_Reading text_
================================
__Microsoft Computer Vision Accelerator for Business Solutions__
# Brain tumor 3D segmentation with AzureML and MONAI (BRATS21)

Glioma brain tumors are among the most aggressive and lethal types of brain tumors. They can cause a range of symptoms, including headaches, seizures, and difficulty with speech and movement. Gliomas can be difficult to diagnose and treat, and early detection is critical for improving patient outcomes.

Computer vision AI has emerged as a promising tool for supporting the diagnosis and treatment of glioma brain tumors. AI algorithms can analyze medical images of the brain and identify the location and extent of tumors with a high degree of accuracy. This can help clinicians make more informed decisions about treatment options, such as surgery or radiation therapy, and monitor the progress of the disease over time. Additionally, AI algorithms can help researchers better understand the underlying biology of gliomas and develop new therapies for this challenging disease.

This demo is based on the [MONAI 3d brain tumor segmentation tutorial](https://github.com/Project-MONAI/tutorials/blob/main/3d_segmentation/swin_unetr_brats21_segmentation_3d.ipynb) and shows how to construct a training workflow of multi-labels segmentation task.

The sub-regions considered for evaluation in the BraTS 21 challenge are the "enhancing tumor" (ET), the "tumor core" (TC), and the "whole tumor" (WT). The ET is described by areas that show hyper-intensity in T1Gd when compared to T1, but also when compared to “healthy” white matter in T1Gd. The TC describes the bulk of the tumor, which is what is typically resected. The TC entails the ET, as well as the necrotic (NCR) parts of the tumor. The appearance of NCR is typically hypo-intense in T1-Gd when compared to T1. The WT describes the complete extent of the disease, as it entails the TC and the peritumoral edematous/invaded tissue (ED), which is typically depicted by the hyper-intense signal in FLAIR [BraTS 21].
================================
_Problem details_
According to the brain tumor segmentation page, which three sub-regions does the BraTS 21 challenge consider for evaluation?

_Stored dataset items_
================================
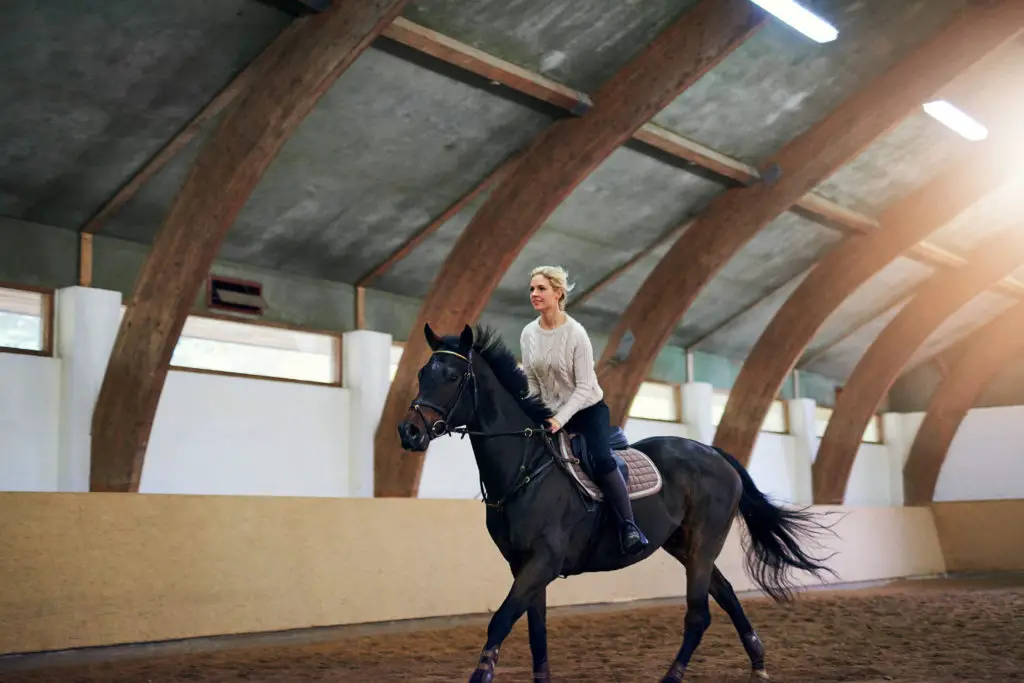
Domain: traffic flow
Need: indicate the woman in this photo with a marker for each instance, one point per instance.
(559, 363)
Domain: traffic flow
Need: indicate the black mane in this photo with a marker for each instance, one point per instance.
(488, 344)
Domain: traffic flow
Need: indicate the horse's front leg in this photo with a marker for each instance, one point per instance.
(537, 620)
(535, 575)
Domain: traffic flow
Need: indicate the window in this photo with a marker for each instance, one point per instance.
(655, 400)
(257, 349)
(872, 432)
(718, 402)
(25, 321)
(776, 420)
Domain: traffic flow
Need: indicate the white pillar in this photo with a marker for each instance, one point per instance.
(87, 322)
(367, 359)
(898, 440)
(802, 428)
(696, 411)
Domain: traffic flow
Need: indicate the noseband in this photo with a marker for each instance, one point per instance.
(443, 424)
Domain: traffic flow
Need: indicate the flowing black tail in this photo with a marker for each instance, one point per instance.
(772, 541)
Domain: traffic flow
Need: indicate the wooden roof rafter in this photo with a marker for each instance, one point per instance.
(553, 165)
(733, 218)
(293, 75)
(941, 296)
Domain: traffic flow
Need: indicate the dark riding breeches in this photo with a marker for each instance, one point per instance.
(593, 424)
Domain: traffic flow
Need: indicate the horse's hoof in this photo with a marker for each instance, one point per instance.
(675, 674)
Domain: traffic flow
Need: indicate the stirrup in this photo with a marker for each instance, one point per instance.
(638, 546)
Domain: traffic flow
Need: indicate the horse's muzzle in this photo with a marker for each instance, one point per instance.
(413, 437)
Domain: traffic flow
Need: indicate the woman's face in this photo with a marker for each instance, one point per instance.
(542, 294)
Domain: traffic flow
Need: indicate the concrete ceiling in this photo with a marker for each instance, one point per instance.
(90, 91)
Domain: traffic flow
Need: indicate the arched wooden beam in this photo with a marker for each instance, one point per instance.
(939, 298)
(988, 350)
(553, 165)
(292, 77)
(834, 279)
(734, 217)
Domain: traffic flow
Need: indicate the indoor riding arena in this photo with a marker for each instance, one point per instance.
(291, 391)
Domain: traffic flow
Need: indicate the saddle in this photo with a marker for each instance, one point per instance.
(642, 478)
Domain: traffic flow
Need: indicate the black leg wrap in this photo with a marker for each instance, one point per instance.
(675, 673)
(485, 668)
(755, 649)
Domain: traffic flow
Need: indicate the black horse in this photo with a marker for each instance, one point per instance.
(545, 526)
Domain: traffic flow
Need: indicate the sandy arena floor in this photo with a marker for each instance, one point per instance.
(910, 632)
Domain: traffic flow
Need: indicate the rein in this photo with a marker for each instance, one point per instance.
(441, 427)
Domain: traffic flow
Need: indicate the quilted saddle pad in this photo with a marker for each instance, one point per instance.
(644, 479)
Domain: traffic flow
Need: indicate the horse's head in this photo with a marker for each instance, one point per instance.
(446, 391)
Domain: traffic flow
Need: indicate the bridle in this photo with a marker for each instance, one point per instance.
(442, 426)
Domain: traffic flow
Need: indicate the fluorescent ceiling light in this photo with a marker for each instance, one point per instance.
(951, 117)
(800, 18)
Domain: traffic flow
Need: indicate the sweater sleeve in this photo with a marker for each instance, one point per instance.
(587, 391)
(526, 349)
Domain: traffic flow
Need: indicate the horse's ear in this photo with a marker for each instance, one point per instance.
(466, 340)
(432, 339)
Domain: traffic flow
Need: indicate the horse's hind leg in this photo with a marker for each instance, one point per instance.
(534, 577)
(722, 591)
(537, 621)
(698, 562)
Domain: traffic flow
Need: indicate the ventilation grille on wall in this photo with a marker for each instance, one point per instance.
(237, 296)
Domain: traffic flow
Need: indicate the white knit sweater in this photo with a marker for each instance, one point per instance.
(559, 366)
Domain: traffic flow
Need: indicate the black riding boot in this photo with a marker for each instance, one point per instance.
(632, 539)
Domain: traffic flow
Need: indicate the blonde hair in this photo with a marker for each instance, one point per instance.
(559, 280)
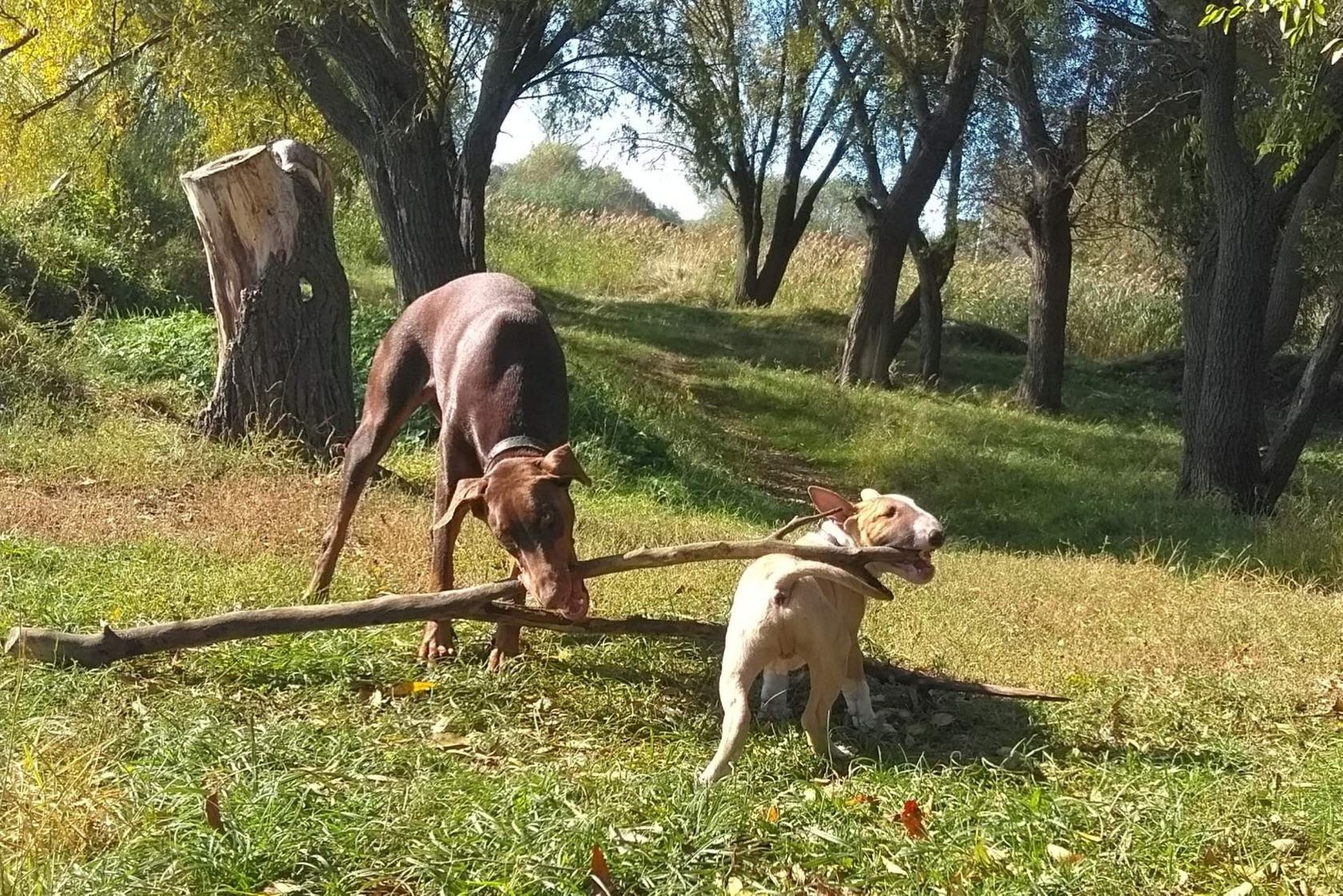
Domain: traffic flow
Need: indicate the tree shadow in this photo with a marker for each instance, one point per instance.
(1099, 479)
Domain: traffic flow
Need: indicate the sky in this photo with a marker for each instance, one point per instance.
(658, 175)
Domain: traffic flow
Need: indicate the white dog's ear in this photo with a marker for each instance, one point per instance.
(828, 502)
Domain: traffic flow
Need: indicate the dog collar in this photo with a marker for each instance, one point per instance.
(510, 445)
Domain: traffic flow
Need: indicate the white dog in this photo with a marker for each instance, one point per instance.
(789, 613)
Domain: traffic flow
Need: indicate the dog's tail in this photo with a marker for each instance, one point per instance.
(856, 578)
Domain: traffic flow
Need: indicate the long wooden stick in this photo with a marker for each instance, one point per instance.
(477, 604)
(109, 645)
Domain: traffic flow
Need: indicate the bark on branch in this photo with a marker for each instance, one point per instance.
(74, 86)
(483, 604)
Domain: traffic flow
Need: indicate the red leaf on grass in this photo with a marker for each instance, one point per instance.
(601, 873)
(212, 810)
(912, 819)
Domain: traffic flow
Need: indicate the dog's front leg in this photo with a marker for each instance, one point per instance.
(857, 695)
(507, 642)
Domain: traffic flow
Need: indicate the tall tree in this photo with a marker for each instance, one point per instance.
(931, 54)
(1056, 159)
(421, 93)
(749, 96)
(1267, 121)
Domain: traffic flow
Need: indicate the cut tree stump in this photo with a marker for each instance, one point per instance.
(281, 297)
(483, 604)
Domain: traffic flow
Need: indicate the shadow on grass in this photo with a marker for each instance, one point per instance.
(735, 411)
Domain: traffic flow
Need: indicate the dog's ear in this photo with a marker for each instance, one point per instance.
(468, 495)
(828, 502)
(563, 466)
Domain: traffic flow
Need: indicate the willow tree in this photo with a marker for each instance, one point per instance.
(747, 96)
(1267, 120)
(421, 93)
(931, 55)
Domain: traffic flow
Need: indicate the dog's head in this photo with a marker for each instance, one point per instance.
(886, 521)
(527, 504)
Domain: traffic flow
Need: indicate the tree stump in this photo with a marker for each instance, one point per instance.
(281, 297)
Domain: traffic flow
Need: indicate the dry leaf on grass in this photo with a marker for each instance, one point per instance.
(1063, 855)
(212, 812)
(281, 888)
(449, 741)
(601, 873)
(911, 815)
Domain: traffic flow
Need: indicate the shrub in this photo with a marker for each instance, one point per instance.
(35, 364)
(74, 251)
(555, 176)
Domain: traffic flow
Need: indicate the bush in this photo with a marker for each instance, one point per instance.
(555, 176)
(35, 364)
(76, 251)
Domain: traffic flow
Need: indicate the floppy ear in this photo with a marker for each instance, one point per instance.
(828, 502)
(562, 464)
(468, 495)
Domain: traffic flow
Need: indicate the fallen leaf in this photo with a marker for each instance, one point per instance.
(449, 741)
(212, 812)
(911, 815)
(601, 873)
(1063, 855)
(410, 688)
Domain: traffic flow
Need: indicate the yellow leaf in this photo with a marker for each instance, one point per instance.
(410, 688)
(1063, 855)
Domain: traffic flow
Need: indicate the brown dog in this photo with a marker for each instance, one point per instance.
(481, 353)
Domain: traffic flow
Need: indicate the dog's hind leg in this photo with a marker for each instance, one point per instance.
(857, 695)
(739, 671)
(395, 388)
(774, 694)
(826, 679)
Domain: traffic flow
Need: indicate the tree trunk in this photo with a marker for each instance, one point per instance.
(870, 349)
(930, 315)
(1311, 392)
(1284, 298)
(281, 297)
(1041, 384)
(745, 275)
(1226, 430)
(1199, 270)
(413, 199)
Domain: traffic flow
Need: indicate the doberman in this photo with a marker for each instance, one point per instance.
(481, 353)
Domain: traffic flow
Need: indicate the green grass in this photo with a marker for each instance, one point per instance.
(1199, 750)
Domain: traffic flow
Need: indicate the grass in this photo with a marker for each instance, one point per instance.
(1201, 750)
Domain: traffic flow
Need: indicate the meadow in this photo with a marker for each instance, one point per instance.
(1201, 750)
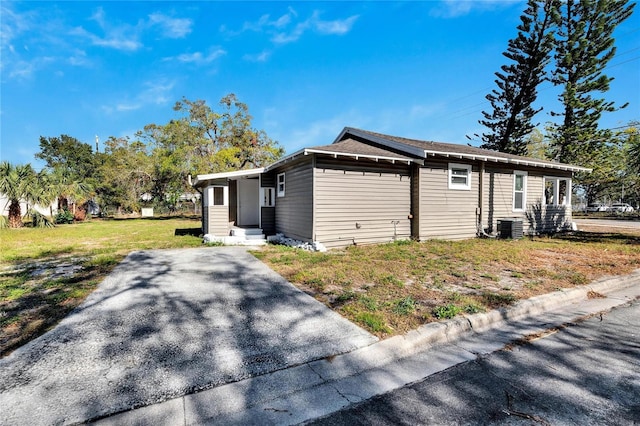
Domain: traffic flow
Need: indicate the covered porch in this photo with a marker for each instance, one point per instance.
(232, 206)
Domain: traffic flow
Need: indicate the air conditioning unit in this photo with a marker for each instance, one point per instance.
(510, 228)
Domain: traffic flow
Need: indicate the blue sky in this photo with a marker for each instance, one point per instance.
(305, 69)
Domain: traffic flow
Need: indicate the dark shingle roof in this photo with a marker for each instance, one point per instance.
(354, 147)
(423, 149)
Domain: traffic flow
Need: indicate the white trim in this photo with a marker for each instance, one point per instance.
(335, 154)
(265, 199)
(209, 197)
(223, 175)
(518, 161)
(524, 191)
(556, 191)
(280, 193)
(459, 186)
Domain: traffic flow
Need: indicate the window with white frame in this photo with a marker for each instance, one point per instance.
(557, 191)
(280, 180)
(268, 197)
(459, 176)
(217, 196)
(519, 191)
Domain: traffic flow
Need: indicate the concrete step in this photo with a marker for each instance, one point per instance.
(241, 232)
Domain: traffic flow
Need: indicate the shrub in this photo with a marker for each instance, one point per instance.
(38, 220)
(405, 306)
(446, 312)
(374, 322)
(63, 217)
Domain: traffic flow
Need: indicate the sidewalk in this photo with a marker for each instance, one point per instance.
(318, 388)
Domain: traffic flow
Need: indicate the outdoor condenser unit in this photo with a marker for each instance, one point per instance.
(510, 228)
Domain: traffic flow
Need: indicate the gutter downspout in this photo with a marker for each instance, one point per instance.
(480, 224)
(201, 203)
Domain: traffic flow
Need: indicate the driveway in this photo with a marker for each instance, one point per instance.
(166, 323)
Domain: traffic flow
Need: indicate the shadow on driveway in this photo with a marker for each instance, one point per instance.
(165, 324)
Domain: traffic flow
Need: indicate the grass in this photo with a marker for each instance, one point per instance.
(393, 288)
(46, 273)
(388, 289)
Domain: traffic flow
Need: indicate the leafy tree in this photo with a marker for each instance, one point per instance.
(202, 141)
(66, 152)
(584, 46)
(126, 174)
(510, 119)
(537, 145)
(16, 183)
(71, 191)
(226, 139)
(633, 147)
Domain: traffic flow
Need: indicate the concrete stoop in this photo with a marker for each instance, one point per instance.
(241, 237)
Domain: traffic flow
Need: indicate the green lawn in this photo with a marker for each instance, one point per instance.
(393, 288)
(45, 273)
(388, 289)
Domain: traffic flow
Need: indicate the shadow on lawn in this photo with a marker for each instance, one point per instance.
(599, 237)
================================
_Response to the task_
The enhancing tumor (ET), the tumor core (TC), and the whole tumor (WT).